Exercise objective:
Give back the data exactly, with no images.
- - - - - - -
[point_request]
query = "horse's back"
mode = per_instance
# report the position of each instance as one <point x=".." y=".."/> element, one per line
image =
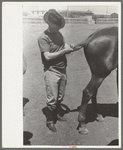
<point x="102" y="51"/>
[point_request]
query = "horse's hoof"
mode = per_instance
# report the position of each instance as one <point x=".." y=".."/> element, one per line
<point x="99" y="118"/>
<point x="83" y="131"/>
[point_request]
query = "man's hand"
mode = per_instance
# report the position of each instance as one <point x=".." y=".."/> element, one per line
<point x="67" y="49"/>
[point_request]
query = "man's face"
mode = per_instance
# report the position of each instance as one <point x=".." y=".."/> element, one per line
<point x="53" y="30"/>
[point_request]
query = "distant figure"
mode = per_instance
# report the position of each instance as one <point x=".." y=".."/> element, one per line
<point x="24" y="64"/>
<point x="53" y="49"/>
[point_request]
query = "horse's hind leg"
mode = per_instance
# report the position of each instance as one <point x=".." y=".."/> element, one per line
<point x="88" y="92"/>
<point x="98" y="116"/>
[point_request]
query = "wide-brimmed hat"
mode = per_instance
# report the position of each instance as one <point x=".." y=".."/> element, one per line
<point x="54" y="19"/>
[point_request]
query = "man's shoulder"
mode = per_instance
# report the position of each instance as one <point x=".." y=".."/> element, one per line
<point x="42" y="36"/>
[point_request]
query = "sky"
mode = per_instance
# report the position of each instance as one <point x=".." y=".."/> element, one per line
<point x="95" y="7"/>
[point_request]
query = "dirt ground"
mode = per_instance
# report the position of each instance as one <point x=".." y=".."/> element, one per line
<point x="34" y="96"/>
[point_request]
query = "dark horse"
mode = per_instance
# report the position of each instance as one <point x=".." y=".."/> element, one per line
<point x="101" y="51"/>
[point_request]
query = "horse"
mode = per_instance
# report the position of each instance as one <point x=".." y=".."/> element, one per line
<point x="101" y="52"/>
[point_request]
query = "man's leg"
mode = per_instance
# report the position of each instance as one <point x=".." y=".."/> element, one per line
<point x="61" y="93"/>
<point x="51" y="81"/>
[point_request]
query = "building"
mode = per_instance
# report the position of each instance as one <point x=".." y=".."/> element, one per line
<point x="38" y="13"/>
<point x="114" y="15"/>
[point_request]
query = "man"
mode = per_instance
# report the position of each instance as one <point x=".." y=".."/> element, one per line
<point x="53" y="50"/>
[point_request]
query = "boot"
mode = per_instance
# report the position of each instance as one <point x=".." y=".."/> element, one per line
<point x="50" y="118"/>
<point x="60" y="113"/>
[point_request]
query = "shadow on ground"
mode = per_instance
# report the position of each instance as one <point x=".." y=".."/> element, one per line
<point x="104" y="109"/>
<point x="114" y="142"/>
<point x="27" y="136"/>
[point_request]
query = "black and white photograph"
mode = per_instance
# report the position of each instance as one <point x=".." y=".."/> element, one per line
<point x="67" y="71"/>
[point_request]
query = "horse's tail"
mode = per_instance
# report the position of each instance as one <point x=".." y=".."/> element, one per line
<point x="84" y="43"/>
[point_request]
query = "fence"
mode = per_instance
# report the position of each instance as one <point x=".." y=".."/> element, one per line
<point x="74" y="21"/>
<point x="106" y="20"/>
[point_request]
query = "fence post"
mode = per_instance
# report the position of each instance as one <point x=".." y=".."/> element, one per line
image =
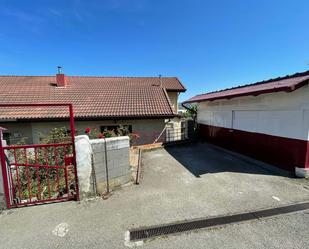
<point x="4" y="171"/>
- - - - - - -
Problem solution:
[point_request]
query = "horse's back"
mode = per_instance
# report the position of each instance as one <point x=".." y=".."/> element, one per line
image =
<point x="102" y="51"/>
[point_request]
query = "horse's hoof"
mode = per_instance
# report the position of each instance as one <point x=".." y=".."/> element, one per line
<point x="99" y="118"/>
<point x="83" y="131"/>
[point_request]
query = "man's hand"
mode = per_instance
# report the position of each instance as one <point x=".." y=".."/> element, one per line
<point x="67" y="49"/>
[point_request]
query = "man's face"
mode = per_instance
# report the position of each instance as one <point x=".." y=".."/> element, one per line
<point x="53" y="30"/>
[point_request]
query = "distant figure"
mode = per_instance
# report the position of each instance as one <point x=".." y=".."/> element, one per line
<point x="24" y="64"/>
<point x="53" y="49"/>
[point_request]
query = "horse's hind leg"
mode = per_instance
# report the position of each instance as one <point x=".." y=".."/> element, one per line
<point x="88" y="92"/>
<point x="98" y="116"/>
[point_request]
query = "wide-brimmed hat"
mode = per_instance
# report the position of each instance as one <point x=".." y=".."/> element, one per line
<point x="54" y="19"/>
[point_request]
query = "man's shoulder"
mode = per_instance
# report the position of each instance as one <point x=".." y=".."/> element, one per line
<point x="42" y="36"/>
[point_request]
query = "sky"
mode = per_instance
# report the position of each instance as one <point x=".." y=".."/> element, one per line
<point x="95" y="7"/>
[point_request]
query = "dirt ground"
mode = per_instance
# report the position of each instance as one <point x=".." y=".."/> element, one per line
<point x="34" y="96"/>
[point_request]
query = "dark horse"
mode = per_instance
# report the position of each instance as one <point x=".." y=".."/> element, one per line
<point x="101" y="51"/>
[point_request]
query = "horse"
mode = per_instance
# report the position of each instance as one <point x=".." y=".."/> element, one per line
<point x="101" y="52"/>
[point_request]
query = "man's leg"
mode = per_instance
# report the position of each instance as one <point x=".." y=".."/> element, one per line
<point x="61" y="93"/>
<point x="51" y="81"/>
[point_request]
query = "building"
mode = per_instance
# report the position of each instance as one <point x=".." y=".."/> element, one per line
<point x="38" y="13"/>
<point x="114" y="15"/>
[point_request]
query = "man"
mode = per_instance
# report the position of each instance as one <point x=".." y=".."/> element, one per line
<point x="53" y="50"/>
[point_request]
query = "boot"
mode = per_instance
# report the position of each instance as one <point x=".." y=".."/> element, one per line
<point x="50" y="118"/>
<point x="60" y="113"/>
[point_request]
query = "shadow on ground"
mode = per_instance
# report the position of each instance as one <point x=".." y=".."/> element, one per line
<point x="104" y="109"/>
<point x="114" y="142"/>
<point x="27" y="136"/>
[point_request]
query = "black and white photograph"
mode = per_instance
# report the position of each instance as one <point x=".." y=".."/> element, one per line
<point x="67" y="71"/>
[point_request]
query = "horse's tail"
mode = per_instance
# report the position of each instance as one <point x=".." y=".."/> element, one per line
<point x="84" y="43"/>
[point_request]
query = "fence"
mode = per_instance
# report the position of each instance as one <point x=".." y=".."/> element, one per line
<point x="74" y="21"/>
<point x="106" y="20"/>
[point_request]
query = "fence post"
mode = per_instance
# report the position of each instance as one <point x=".." y=".."/> element, one per line
image =
<point x="4" y="171"/>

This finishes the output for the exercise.